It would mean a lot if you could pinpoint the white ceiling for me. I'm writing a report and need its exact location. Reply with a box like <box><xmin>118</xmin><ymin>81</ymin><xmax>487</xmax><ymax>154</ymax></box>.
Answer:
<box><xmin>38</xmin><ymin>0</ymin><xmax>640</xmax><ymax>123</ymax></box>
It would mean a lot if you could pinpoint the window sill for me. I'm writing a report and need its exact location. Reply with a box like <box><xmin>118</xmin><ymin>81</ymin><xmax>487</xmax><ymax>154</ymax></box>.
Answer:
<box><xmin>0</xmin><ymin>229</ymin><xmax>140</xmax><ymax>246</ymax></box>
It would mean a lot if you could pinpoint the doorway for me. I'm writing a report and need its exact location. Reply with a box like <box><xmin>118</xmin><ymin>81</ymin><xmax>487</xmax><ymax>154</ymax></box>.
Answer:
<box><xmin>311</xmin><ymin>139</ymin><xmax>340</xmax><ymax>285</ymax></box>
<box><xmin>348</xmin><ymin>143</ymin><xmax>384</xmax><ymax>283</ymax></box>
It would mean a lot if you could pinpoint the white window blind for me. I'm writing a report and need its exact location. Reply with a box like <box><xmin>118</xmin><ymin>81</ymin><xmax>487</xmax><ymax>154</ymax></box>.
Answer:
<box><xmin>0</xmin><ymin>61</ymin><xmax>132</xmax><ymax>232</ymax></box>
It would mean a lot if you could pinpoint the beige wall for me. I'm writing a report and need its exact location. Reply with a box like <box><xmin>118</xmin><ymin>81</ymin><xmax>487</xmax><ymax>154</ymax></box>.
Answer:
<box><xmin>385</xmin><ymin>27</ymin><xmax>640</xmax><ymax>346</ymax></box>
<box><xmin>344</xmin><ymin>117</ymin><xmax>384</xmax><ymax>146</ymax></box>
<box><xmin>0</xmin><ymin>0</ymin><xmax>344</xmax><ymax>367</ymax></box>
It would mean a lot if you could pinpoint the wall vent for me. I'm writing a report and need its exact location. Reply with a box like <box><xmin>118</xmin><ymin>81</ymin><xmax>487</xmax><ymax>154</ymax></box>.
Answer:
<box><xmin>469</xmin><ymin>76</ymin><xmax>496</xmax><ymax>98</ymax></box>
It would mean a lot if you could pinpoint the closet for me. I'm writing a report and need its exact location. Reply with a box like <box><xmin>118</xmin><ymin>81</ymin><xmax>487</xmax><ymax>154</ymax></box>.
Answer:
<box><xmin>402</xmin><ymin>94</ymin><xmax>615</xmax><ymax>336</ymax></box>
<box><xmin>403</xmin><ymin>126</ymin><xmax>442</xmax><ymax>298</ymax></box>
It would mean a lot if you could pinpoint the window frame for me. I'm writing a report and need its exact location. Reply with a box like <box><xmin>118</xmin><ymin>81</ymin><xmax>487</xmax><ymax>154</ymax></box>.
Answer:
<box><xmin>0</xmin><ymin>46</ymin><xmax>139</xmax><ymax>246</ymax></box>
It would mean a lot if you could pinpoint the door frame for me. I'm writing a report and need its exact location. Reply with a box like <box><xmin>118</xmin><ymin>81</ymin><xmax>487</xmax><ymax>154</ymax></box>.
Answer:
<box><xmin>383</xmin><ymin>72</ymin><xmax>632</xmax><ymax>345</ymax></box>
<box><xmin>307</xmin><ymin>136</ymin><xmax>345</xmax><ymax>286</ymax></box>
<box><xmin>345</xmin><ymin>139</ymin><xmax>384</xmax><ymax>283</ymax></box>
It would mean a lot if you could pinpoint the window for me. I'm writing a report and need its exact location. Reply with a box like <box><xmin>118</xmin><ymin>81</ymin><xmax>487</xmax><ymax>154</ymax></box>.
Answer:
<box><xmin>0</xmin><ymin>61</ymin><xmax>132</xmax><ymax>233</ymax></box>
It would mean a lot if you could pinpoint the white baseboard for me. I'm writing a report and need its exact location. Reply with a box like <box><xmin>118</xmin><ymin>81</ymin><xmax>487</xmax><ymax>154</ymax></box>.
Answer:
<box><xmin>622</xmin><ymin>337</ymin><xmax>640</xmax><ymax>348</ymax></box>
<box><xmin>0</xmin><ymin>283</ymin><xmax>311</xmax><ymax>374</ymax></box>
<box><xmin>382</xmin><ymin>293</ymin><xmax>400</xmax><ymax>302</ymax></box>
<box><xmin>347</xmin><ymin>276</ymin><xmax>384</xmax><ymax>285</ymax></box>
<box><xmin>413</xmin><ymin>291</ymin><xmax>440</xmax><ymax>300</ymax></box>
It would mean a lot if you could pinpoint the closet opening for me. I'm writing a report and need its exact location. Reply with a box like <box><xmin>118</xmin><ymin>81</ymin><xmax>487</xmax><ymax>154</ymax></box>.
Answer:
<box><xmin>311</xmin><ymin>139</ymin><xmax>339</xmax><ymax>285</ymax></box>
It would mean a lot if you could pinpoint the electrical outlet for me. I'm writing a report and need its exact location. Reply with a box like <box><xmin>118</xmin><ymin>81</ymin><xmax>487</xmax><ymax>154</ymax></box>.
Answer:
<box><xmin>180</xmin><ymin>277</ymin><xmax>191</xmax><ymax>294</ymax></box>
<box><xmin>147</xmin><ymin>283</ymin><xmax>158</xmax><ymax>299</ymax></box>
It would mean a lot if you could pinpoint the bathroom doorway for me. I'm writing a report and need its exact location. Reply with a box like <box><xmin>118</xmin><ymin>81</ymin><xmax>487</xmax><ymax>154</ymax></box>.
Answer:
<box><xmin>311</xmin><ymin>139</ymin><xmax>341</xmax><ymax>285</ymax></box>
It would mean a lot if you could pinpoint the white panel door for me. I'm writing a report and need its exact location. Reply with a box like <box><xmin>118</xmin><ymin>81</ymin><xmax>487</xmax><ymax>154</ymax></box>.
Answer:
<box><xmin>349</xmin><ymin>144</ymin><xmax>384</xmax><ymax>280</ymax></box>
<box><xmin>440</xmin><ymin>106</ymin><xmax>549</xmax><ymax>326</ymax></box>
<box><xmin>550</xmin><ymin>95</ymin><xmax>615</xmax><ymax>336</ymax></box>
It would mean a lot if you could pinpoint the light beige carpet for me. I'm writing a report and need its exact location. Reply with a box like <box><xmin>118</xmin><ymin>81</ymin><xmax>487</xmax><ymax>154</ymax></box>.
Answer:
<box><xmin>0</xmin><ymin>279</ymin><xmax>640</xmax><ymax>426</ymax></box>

■ ■ ■

What is required: Repeat the data above, substituting "summary" for every occurrence of "report" and keeping everything else the same.

Expected output:
It would mean a lot if you could pinpoint the white ceiling for me. I'm writing a summary and need its exact location. Reply with a box like <box><xmin>118</xmin><ymin>81</ymin><xmax>487</xmax><ymax>154</ymax></box>.
Answer:
<box><xmin>38</xmin><ymin>0</ymin><xmax>640</xmax><ymax>123</ymax></box>
It would mean a lot if you could pinpoint the window sill for me. I'm writing a summary and need its exact location. Reply with a box like <box><xmin>118</xmin><ymin>81</ymin><xmax>487</xmax><ymax>154</ymax></box>.
Answer:
<box><xmin>0</xmin><ymin>229</ymin><xmax>140</xmax><ymax>246</ymax></box>
It would mean a lot if you could pinpoint the doorway for me. I'm writing a summary and need its exact location. Reply with a box like <box><xmin>118</xmin><ymin>81</ymin><xmax>487</xmax><ymax>154</ymax></box>.
Answer:
<box><xmin>311</xmin><ymin>139</ymin><xmax>340</xmax><ymax>285</ymax></box>
<box><xmin>348</xmin><ymin>143</ymin><xmax>384</xmax><ymax>283</ymax></box>
It would mean a lot if you could pinpoint the white window blind for me. I'm writing a summary and need its exact location. Reply with a box like <box><xmin>118</xmin><ymin>81</ymin><xmax>487</xmax><ymax>154</ymax></box>.
Answer:
<box><xmin>0</xmin><ymin>61</ymin><xmax>132</xmax><ymax>232</ymax></box>
It would mean a lot if you could pinpoint the beige wall for me. I'm writing a summary and need its exact location. Reply with a box like <box><xmin>118</xmin><ymin>81</ymin><xmax>487</xmax><ymax>154</ymax></box>.
Answer:
<box><xmin>385</xmin><ymin>27</ymin><xmax>640</xmax><ymax>346</ymax></box>
<box><xmin>344</xmin><ymin>117</ymin><xmax>384</xmax><ymax>146</ymax></box>
<box><xmin>0</xmin><ymin>0</ymin><xmax>344</xmax><ymax>367</ymax></box>
It would mean a lot if you could pinpoint the wall vent for me. I'm writing a summary and need its exact location. Reply with a box like <box><xmin>118</xmin><ymin>81</ymin><xmax>487</xmax><ymax>154</ymax></box>.
Answer:
<box><xmin>469</xmin><ymin>76</ymin><xmax>496</xmax><ymax>98</ymax></box>
It would mean a lot if you could pinpoint the closet for me. I'm writing a summary and need its exact location. Reply with a box like <box><xmin>118</xmin><ymin>81</ymin><xmax>487</xmax><ymax>154</ymax></box>.
Answer:
<box><xmin>402</xmin><ymin>94</ymin><xmax>615</xmax><ymax>336</ymax></box>
<box><xmin>403</xmin><ymin>126</ymin><xmax>442</xmax><ymax>298</ymax></box>
It would mean a lot if you could pinpoint the window frame for me. I'm writing a summary and need its exact location. Reply with a box like <box><xmin>118</xmin><ymin>81</ymin><xmax>487</xmax><ymax>154</ymax></box>.
Answer:
<box><xmin>0</xmin><ymin>46</ymin><xmax>139</xmax><ymax>246</ymax></box>
It would mean a lot if you could pinpoint the door frame for me. I'm writing a summary and need its exact location. Reply with a box like <box><xmin>118</xmin><ymin>81</ymin><xmax>487</xmax><ymax>154</ymax></box>.
Answer:
<box><xmin>383</xmin><ymin>72</ymin><xmax>632</xmax><ymax>345</ymax></box>
<box><xmin>307</xmin><ymin>136</ymin><xmax>345</xmax><ymax>286</ymax></box>
<box><xmin>345</xmin><ymin>139</ymin><xmax>384</xmax><ymax>283</ymax></box>
It would mean a lot if you could pinpoint the window for me. I'm writing a summary and need its exact location. Reply with a box like <box><xmin>118</xmin><ymin>81</ymin><xmax>487</xmax><ymax>154</ymax></box>.
Answer:
<box><xmin>0</xmin><ymin>61</ymin><xmax>132</xmax><ymax>233</ymax></box>
It would mean a lot if you could pinpoint the white baseboard for me. I'm writing a summary and need its exact location. Reply with a box like <box><xmin>118</xmin><ymin>81</ymin><xmax>487</xmax><ymax>154</ymax></box>.
Answer:
<box><xmin>622</xmin><ymin>337</ymin><xmax>640</xmax><ymax>348</ymax></box>
<box><xmin>0</xmin><ymin>283</ymin><xmax>311</xmax><ymax>374</ymax></box>
<box><xmin>382</xmin><ymin>293</ymin><xmax>400</xmax><ymax>302</ymax></box>
<box><xmin>347</xmin><ymin>276</ymin><xmax>384</xmax><ymax>285</ymax></box>
<box><xmin>413</xmin><ymin>291</ymin><xmax>440</xmax><ymax>300</ymax></box>
It would mean a lot if you could pinpoint the closet opening for me. I'm writing a summary and need its exact location. Reply with a box like <box><xmin>118</xmin><ymin>81</ymin><xmax>487</xmax><ymax>154</ymax></box>.
Answer:
<box><xmin>311</xmin><ymin>139</ymin><xmax>339</xmax><ymax>285</ymax></box>
It would mean a lot if you could pinpoint the electrical outlet for me. I'm writing a summary and need its exact location. Reply with a box like <box><xmin>118</xmin><ymin>81</ymin><xmax>487</xmax><ymax>154</ymax></box>.
Answer:
<box><xmin>180</xmin><ymin>277</ymin><xmax>191</xmax><ymax>294</ymax></box>
<box><xmin>147</xmin><ymin>283</ymin><xmax>158</xmax><ymax>299</ymax></box>
It would mean a lot if you could pinpoint the bathroom doorway for me. I'm writing a summary and need its exact location. Reply with a box like <box><xmin>118</xmin><ymin>81</ymin><xmax>487</xmax><ymax>154</ymax></box>.
Answer:
<box><xmin>311</xmin><ymin>139</ymin><xmax>341</xmax><ymax>285</ymax></box>
It would mean a lot if you could pinpoint the white panel door for me. I'm writing a summary and need its exact location. Reply with a box like <box><xmin>118</xmin><ymin>81</ymin><xmax>487</xmax><ymax>154</ymax></box>.
Answer:
<box><xmin>349</xmin><ymin>144</ymin><xmax>384</xmax><ymax>280</ymax></box>
<box><xmin>440</xmin><ymin>106</ymin><xmax>549</xmax><ymax>326</ymax></box>
<box><xmin>550</xmin><ymin>95</ymin><xmax>615</xmax><ymax>336</ymax></box>
It would mean a lot if you could pinpoint the light beige carpet for me. I'm writing a summary and need its exact location. Reply with a box like <box><xmin>118</xmin><ymin>81</ymin><xmax>487</xmax><ymax>154</ymax></box>.
Answer:
<box><xmin>0</xmin><ymin>279</ymin><xmax>640</xmax><ymax>426</ymax></box>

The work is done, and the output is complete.